Supplied data:
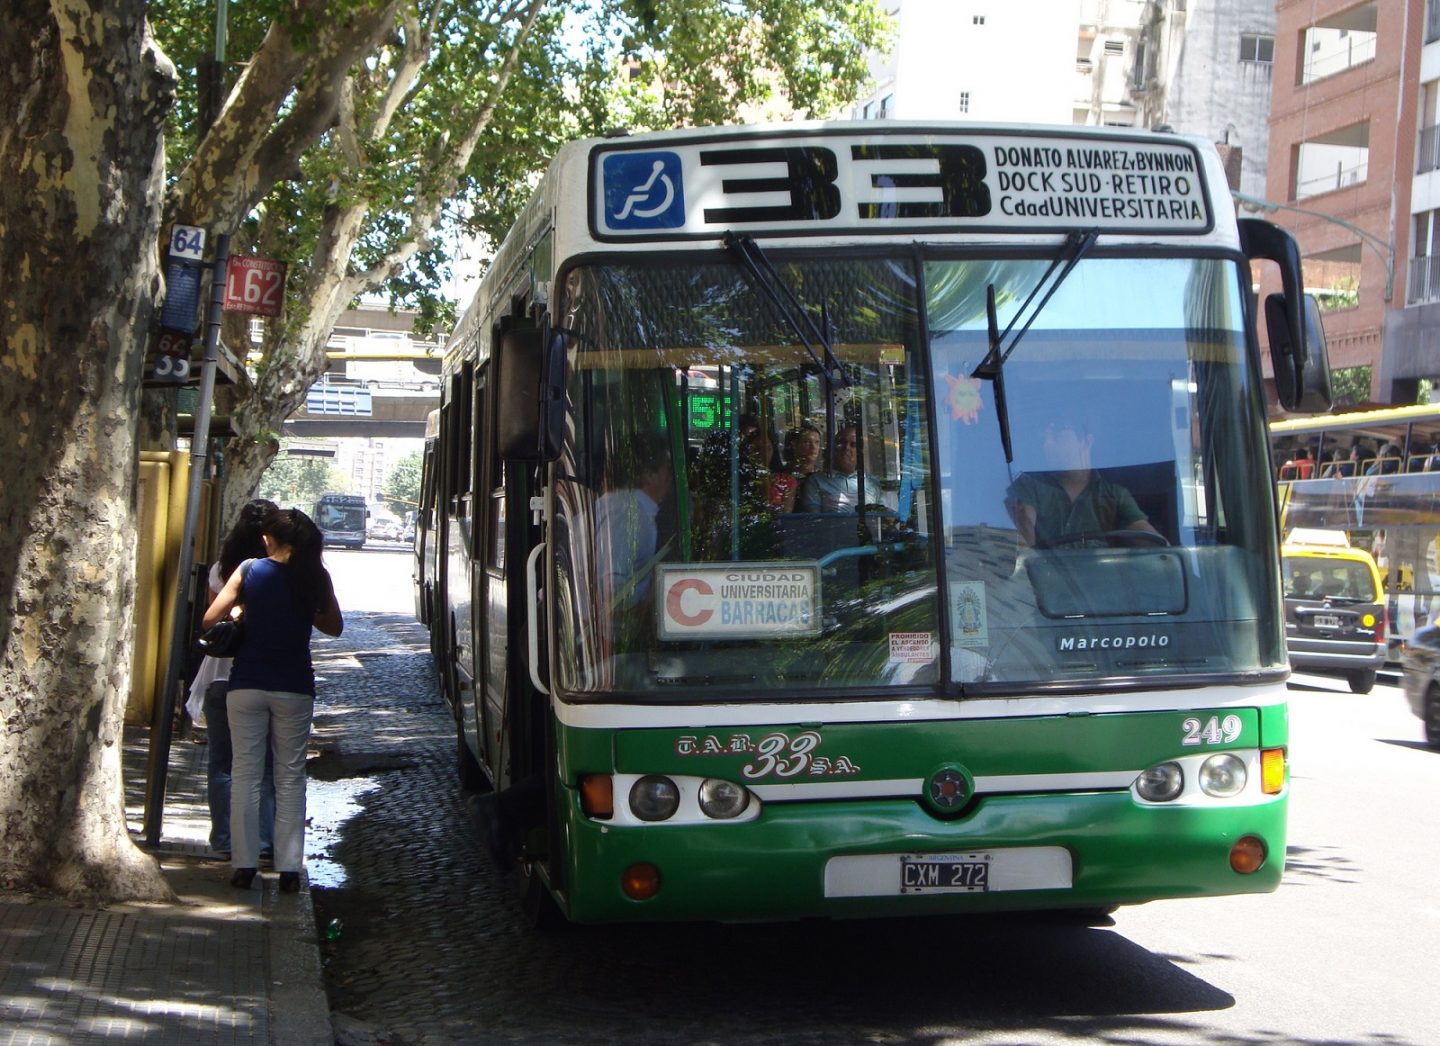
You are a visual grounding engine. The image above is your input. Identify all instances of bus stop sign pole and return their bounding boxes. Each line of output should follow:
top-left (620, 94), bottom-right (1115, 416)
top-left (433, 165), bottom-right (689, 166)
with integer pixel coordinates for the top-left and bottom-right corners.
top-left (142, 232), bottom-right (232, 848)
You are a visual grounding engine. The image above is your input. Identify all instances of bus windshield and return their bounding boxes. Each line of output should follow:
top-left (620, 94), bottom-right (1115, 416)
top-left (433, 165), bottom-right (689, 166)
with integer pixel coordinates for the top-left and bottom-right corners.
top-left (551, 252), bottom-right (1282, 698)
top-left (317, 497), bottom-right (366, 532)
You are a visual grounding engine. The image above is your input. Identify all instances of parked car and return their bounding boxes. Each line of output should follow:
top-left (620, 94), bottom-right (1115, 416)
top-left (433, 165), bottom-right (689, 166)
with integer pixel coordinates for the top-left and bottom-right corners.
top-left (1280, 529), bottom-right (1387, 694)
top-left (402, 519), bottom-right (416, 543)
top-left (368, 519), bottom-right (401, 542)
top-left (1400, 620), bottom-right (1440, 749)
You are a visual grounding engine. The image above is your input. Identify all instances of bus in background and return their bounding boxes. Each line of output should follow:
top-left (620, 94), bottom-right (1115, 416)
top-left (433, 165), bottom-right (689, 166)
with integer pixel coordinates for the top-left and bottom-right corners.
top-left (313, 492), bottom-right (368, 549)
top-left (1271, 403), bottom-right (1440, 652)
top-left (421, 121), bottom-right (1329, 925)
top-left (413, 409), bottom-right (440, 630)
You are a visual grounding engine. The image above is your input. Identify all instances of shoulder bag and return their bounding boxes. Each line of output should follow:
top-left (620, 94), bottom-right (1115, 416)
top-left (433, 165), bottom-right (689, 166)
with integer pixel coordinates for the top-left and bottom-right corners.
top-left (194, 558), bottom-right (255, 658)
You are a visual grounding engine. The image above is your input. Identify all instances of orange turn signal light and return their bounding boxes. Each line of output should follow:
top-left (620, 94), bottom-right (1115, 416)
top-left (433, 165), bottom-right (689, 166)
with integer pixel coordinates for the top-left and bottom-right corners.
top-left (579, 774), bottom-right (614, 818)
top-left (1260, 748), bottom-right (1286, 795)
top-left (622, 862), bottom-right (661, 900)
top-left (1229, 835), bottom-right (1267, 874)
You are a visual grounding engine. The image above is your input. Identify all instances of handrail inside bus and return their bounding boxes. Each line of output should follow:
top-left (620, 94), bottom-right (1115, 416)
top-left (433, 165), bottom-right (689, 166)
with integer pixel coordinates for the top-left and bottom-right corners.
top-left (526, 542), bottom-right (548, 696)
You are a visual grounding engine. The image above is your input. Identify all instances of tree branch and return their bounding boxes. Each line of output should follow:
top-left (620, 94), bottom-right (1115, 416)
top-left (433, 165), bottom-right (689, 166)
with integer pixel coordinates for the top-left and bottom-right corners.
top-left (348, 0), bottom-right (546, 293)
top-left (165, 0), bottom-right (404, 233)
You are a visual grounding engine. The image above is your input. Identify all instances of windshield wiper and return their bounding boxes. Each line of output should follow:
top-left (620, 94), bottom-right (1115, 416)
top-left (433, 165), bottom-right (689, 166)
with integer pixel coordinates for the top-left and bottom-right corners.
top-left (971, 229), bottom-right (1098, 462)
top-left (724, 232), bottom-right (851, 388)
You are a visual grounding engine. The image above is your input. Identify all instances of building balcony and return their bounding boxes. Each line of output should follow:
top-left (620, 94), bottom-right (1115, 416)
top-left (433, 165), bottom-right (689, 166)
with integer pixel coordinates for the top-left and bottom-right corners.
top-left (1419, 125), bottom-right (1440, 175)
top-left (1407, 254), bottom-right (1440, 305)
top-left (1295, 161), bottom-right (1368, 199)
top-left (1299, 5), bottom-right (1377, 86)
top-left (1300, 35), bottom-right (1376, 85)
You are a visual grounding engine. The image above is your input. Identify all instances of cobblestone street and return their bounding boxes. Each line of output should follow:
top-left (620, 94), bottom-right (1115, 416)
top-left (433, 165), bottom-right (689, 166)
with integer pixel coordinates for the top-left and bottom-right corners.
top-left (301, 590), bottom-right (945, 1044)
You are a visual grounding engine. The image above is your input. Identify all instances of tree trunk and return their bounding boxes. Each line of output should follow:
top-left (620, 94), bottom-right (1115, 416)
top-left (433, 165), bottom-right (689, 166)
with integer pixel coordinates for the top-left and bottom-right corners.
top-left (0, 1), bottom-right (176, 900)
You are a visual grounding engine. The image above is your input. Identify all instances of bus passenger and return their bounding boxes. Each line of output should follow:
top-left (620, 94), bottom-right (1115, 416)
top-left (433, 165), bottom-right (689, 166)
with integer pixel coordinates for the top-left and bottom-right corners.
top-left (1005, 418), bottom-right (1161, 549)
top-left (186, 498), bottom-right (277, 864)
top-left (1320, 449), bottom-right (1347, 478)
top-left (1367, 443), bottom-right (1402, 475)
top-left (1293, 447), bottom-right (1314, 479)
top-left (796, 424), bottom-right (881, 512)
top-left (784, 423), bottom-right (823, 480)
top-left (744, 426), bottom-right (797, 511)
top-left (1279, 446), bottom-right (1313, 479)
top-left (595, 433), bottom-right (672, 609)
top-left (205, 508), bottom-right (343, 893)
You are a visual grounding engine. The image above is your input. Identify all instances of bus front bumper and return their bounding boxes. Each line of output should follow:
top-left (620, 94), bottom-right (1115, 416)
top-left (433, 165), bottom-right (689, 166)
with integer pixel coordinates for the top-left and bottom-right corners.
top-left (557, 789), bottom-right (1286, 924)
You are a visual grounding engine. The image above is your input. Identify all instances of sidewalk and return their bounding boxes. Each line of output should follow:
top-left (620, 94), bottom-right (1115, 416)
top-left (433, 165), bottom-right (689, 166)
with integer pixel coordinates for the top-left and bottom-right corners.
top-left (0, 722), bottom-right (332, 1044)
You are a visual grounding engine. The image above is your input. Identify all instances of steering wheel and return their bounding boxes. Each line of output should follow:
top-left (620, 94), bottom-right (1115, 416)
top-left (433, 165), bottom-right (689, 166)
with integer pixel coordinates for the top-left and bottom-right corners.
top-left (1047, 528), bottom-right (1169, 549)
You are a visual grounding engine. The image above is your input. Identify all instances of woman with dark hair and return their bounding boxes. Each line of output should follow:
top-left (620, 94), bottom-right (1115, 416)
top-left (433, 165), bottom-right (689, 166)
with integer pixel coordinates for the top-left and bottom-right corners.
top-left (186, 498), bottom-right (278, 861)
top-left (203, 507), bottom-right (343, 892)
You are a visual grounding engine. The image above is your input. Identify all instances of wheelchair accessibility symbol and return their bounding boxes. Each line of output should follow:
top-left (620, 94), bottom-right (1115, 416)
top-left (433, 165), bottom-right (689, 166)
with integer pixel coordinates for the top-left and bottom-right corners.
top-left (602, 151), bottom-right (685, 230)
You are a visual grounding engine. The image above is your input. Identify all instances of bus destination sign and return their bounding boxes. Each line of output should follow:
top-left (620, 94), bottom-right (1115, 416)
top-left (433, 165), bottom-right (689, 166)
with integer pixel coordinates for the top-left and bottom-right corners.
top-left (593, 131), bottom-right (1211, 239)
top-left (658, 563), bottom-right (822, 641)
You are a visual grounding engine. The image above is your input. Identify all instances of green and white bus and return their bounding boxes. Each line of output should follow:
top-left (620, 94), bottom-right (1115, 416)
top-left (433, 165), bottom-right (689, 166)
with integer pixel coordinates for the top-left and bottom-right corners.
top-left (421, 121), bottom-right (1329, 924)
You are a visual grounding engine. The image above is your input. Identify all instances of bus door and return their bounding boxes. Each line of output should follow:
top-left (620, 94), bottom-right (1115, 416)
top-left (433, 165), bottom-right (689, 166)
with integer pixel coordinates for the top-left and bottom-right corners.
top-left (443, 362), bottom-right (480, 748)
top-left (477, 357), bottom-right (514, 782)
top-left (413, 434), bottom-right (437, 626)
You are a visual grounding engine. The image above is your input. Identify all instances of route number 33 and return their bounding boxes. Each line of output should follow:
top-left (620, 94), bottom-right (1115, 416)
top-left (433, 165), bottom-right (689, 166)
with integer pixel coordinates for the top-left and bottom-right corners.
top-left (1181, 714), bottom-right (1242, 746)
top-left (151, 330), bottom-right (192, 382)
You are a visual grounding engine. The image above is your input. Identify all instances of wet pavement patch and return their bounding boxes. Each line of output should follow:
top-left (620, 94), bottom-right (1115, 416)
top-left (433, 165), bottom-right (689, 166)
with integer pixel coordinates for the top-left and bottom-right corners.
top-left (305, 776), bottom-right (384, 889)
top-left (308, 750), bottom-right (417, 781)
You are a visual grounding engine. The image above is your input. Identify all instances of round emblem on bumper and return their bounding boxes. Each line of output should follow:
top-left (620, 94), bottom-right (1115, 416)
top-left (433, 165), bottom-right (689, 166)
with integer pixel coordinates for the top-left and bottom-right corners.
top-left (924, 765), bottom-right (974, 815)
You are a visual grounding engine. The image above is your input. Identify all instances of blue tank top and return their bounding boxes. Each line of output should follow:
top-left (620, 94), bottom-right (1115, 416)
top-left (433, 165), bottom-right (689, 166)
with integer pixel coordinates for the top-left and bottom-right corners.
top-left (228, 557), bottom-right (322, 696)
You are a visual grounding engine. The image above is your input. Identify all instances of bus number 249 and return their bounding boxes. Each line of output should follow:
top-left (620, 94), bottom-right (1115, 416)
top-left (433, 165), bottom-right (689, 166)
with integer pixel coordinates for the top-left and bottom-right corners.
top-left (1181, 714), bottom-right (1242, 746)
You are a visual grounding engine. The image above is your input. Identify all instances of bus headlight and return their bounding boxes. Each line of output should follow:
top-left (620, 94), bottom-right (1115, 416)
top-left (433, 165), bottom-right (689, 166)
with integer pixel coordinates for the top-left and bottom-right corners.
top-left (698, 778), bottom-right (750, 819)
top-left (1199, 753), bottom-right (1247, 797)
top-left (1136, 761), bottom-right (1184, 802)
top-left (629, 775), bottom-right (680, 821)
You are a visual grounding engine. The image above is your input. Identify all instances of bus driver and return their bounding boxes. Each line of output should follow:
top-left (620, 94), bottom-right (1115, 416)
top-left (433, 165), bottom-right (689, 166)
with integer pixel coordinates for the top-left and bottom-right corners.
top-left (1005, 417), bottom-right (1161, 549)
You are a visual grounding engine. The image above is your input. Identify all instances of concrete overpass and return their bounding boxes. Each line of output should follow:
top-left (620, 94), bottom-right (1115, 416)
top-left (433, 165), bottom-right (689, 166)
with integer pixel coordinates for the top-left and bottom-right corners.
top-left (284, 388), bottom-right (437, 438)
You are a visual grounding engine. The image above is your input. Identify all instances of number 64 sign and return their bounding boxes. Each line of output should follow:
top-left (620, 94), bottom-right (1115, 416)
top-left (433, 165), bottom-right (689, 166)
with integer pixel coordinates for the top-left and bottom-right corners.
top-left (223, 255), bottom-right (288, 317)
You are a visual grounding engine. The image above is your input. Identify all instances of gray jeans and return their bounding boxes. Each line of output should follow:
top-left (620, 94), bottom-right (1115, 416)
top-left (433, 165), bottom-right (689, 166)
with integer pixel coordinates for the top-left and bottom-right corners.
top-left (227, 687), bottom-right (314, 872)
top-left (203, 679), bottom-right (274, 854)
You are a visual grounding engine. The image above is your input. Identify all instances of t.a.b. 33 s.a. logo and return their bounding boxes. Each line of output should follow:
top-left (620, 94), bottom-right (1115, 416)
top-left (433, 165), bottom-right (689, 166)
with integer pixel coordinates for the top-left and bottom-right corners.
top-left (601, 151), bottom-right (686, 230)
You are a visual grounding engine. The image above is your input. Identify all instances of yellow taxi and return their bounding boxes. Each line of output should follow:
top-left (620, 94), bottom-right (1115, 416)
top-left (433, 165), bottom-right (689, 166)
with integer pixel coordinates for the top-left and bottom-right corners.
top-left (1281, 529), bottom-right (1387, 693)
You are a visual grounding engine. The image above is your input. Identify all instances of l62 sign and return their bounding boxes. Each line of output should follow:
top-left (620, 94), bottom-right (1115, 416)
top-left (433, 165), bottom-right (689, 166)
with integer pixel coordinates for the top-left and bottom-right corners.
top-left (223, 256), bottom-right (287, 316)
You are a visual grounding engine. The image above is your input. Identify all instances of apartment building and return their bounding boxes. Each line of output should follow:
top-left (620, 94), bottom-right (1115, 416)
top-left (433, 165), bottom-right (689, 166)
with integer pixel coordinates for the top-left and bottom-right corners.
top-left (1261, 0), bottom-right (1433, 403)
top-left (1385, 0), bottom-right (1440, 401)
top-left (852, 1), bottom-right (1275, 198)
top-left (1132, 1), bottom-right (1277, 199)
top-left (335, 438), bottom-right (394, 502)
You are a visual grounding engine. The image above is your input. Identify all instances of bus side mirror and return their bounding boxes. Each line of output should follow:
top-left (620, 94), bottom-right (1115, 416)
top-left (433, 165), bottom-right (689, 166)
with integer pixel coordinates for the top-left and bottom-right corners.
top-left (496, 323), bottom-right (566, 463)
top-left (497, 327), bottom-right (544, 461)
top-left (1264, 293), bottom-right (1333, 414)
top-left (1240, 218), bottom-right (1333, 414)
top-left (539, 320), bottom-right (567, 463)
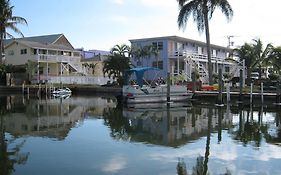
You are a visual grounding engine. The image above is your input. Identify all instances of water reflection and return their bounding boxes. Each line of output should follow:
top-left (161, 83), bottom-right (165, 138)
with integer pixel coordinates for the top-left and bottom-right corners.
top-left (2, 95), bottom-right (116, 140)
top-left (0, 95), bottom-right (281, 174)
top-left (118, 104), bottom-right (233, 147)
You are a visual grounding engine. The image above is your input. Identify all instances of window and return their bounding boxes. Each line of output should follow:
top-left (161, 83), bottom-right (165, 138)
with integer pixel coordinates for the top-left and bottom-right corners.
top-left (157, 42), bottom-right (163, 50)
top-left (152, 61), bottom-right (163, 69)
top-left (20, 49), bottom-right (27, 54)
top-left (225, 66), bottom-right (230, 73)
top-left (33, 49), bottom-right (37, 55)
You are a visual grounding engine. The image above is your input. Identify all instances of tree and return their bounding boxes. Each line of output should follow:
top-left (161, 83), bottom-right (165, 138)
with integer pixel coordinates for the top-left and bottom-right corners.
top-left (251, 39), bottom-right (273, 79)
top-left (233, 43), bottom-right (255, 83)
top-left (103, 45), bottom-right (132, 86)
top-left (110, 44), bottom-right (130, 56)
top-left (269, 46), bottom-right (281, 74)
top-left (0, 0), bottom-right (27, 63)
top-left (177, 0), bottom-right (233, 85)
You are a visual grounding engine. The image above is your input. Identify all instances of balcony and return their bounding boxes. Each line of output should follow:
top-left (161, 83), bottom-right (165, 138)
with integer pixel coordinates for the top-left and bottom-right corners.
top-left (30, 54), bottom-right (81, 63)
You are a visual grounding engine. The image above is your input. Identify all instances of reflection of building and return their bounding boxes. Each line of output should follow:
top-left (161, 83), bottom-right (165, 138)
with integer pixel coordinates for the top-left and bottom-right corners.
top-left (2, 96), bottom-right (116, 140)
top-left (123, 106), bottom-right (233, 147)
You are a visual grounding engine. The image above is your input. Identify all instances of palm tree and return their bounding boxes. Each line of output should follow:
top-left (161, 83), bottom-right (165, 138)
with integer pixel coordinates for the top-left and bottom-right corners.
top-left (110, 44), bottom-right (130, 56)
top-left (0, 0), bottom-right (27, 63)
top-left (103, 45), bottom-right (132, 86)
top-left (251, 39), bottom-right (273, 79)
top-left (177, 0), bottom-right (233, 85)
top-left (269, 46), bottom-right (281, 74)
top-left (233, 43), bottom-right (255, 84)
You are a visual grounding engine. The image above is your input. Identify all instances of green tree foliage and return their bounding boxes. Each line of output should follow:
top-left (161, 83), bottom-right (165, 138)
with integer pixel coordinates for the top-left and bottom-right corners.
top-left (0, 0), bottom-right (27, 63)
top-left (176, 0), bottom-right (233, 85)
top-left (103, 44), bottom-right (132, 86)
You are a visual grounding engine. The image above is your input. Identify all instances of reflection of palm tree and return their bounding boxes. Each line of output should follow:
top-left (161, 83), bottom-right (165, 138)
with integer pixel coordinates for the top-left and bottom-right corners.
top-left (103, 105), bottom-right (131, 140)
top-left (177, 158), bottom-right (188, 175)
top-left (231, 107), bottom-right (268, 147)
top-left (192, 108), bottom-right (212, 175)
top-left (0, 97), bottom-right (29, 175)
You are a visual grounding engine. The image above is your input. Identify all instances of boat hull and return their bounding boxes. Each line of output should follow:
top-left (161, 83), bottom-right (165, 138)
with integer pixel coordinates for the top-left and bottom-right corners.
top-left (123, 85), bottom-right (193, 104)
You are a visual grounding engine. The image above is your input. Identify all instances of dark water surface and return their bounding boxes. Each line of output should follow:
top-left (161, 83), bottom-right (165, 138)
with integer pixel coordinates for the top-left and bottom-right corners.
top-left (0, 95), bottom-right (281, 175)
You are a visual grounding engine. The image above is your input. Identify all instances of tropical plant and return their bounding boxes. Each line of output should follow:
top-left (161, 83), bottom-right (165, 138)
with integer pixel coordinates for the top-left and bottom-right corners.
top-left (130, 44), bottom-right (159, 67)
top-left (251, 39), bottom-right (273, 79)
top-left (103, 45), bottom-right (132, 86)
top-left (176, 0), bottom-right (233, 85)
top-left (233, 43), bottom-right (255, 83)
top-left (82, 62), bottom-right (97, 75)
top-left (268, 46), bottom-right (281, 75)
top-left (0, 0), bottom-right (27, 63)
top-left (110, 44), bottom-right (130, 56)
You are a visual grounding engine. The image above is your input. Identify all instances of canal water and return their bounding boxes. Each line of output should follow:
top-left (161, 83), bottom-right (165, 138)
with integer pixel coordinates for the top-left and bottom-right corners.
top-left (0, 95), bottom-right (281, 175)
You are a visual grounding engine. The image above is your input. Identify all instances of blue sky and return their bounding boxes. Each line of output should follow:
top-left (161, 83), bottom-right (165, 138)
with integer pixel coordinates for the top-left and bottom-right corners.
top-left (12, 0), bottom-right (281, 50)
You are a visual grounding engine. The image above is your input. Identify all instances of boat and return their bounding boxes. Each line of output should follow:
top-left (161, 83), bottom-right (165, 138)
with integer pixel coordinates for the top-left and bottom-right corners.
top-left (51, 87), bottom-right (72, 95)
top-left (122, 67), bottom-right (193, 104)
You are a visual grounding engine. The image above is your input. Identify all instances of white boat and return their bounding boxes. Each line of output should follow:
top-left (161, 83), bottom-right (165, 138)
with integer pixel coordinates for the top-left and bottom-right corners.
top-left (51, 87), bottom-right (72, 95)
top-left (122, 67), bottom-right (193, 104)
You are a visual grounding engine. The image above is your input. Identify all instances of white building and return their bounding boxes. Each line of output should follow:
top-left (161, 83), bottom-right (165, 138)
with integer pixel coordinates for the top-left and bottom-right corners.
top-left (130, 36), bottom-right (241, 84)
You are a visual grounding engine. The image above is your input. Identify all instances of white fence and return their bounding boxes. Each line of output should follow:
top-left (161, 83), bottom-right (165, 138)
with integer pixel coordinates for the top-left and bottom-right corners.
top-left (33, 76), bottom-right (113, 85)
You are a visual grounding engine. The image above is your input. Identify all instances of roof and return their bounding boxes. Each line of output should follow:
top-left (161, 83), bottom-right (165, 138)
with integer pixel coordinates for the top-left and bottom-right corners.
top-left (6, 40), bottom-right (77, 52)
top-left (129, 35), bottom-right (232, 51)
top-left (4, 34), bottom-right (63, 46)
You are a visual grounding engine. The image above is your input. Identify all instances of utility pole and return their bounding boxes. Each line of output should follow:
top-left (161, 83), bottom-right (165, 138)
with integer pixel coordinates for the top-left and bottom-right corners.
top-left (227, 35), bottom-right (234, 48)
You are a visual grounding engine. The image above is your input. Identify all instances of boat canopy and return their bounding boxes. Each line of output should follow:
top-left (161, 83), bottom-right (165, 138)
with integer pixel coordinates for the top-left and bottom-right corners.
top-left (124, 67), bottom-right (160, 87)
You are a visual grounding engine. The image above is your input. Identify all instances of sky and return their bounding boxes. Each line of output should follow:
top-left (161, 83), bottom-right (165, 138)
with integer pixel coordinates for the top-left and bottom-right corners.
top-left (11, 0), bottom-right (281, 51)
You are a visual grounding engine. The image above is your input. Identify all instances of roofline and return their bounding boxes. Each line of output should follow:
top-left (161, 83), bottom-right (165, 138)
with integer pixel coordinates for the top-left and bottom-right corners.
top-left (129, 35), bottom-right (232, 51)
top-left (5, 40), bottom-right (80, 52)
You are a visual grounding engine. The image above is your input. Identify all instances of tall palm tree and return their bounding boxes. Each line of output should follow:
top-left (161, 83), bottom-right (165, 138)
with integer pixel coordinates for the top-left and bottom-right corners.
top-left (0, 0), bottom-right (27, 63)
top-left (177, 0), bottom-right (233, 85)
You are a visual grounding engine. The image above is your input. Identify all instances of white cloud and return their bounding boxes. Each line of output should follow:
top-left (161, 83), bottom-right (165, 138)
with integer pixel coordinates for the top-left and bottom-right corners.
top-left (101, 154), bottom-right (128, 173)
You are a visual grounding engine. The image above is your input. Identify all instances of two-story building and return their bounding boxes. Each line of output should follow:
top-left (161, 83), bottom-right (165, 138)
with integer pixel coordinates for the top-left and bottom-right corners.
top-left (4, 34), bottom-right (111, 85)
top-left (130, 36), bottom-right (240, 84)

Problem to work on: Among the entries above, how many lines include the word "palm"? Give the number with no comment.

Answer below: 3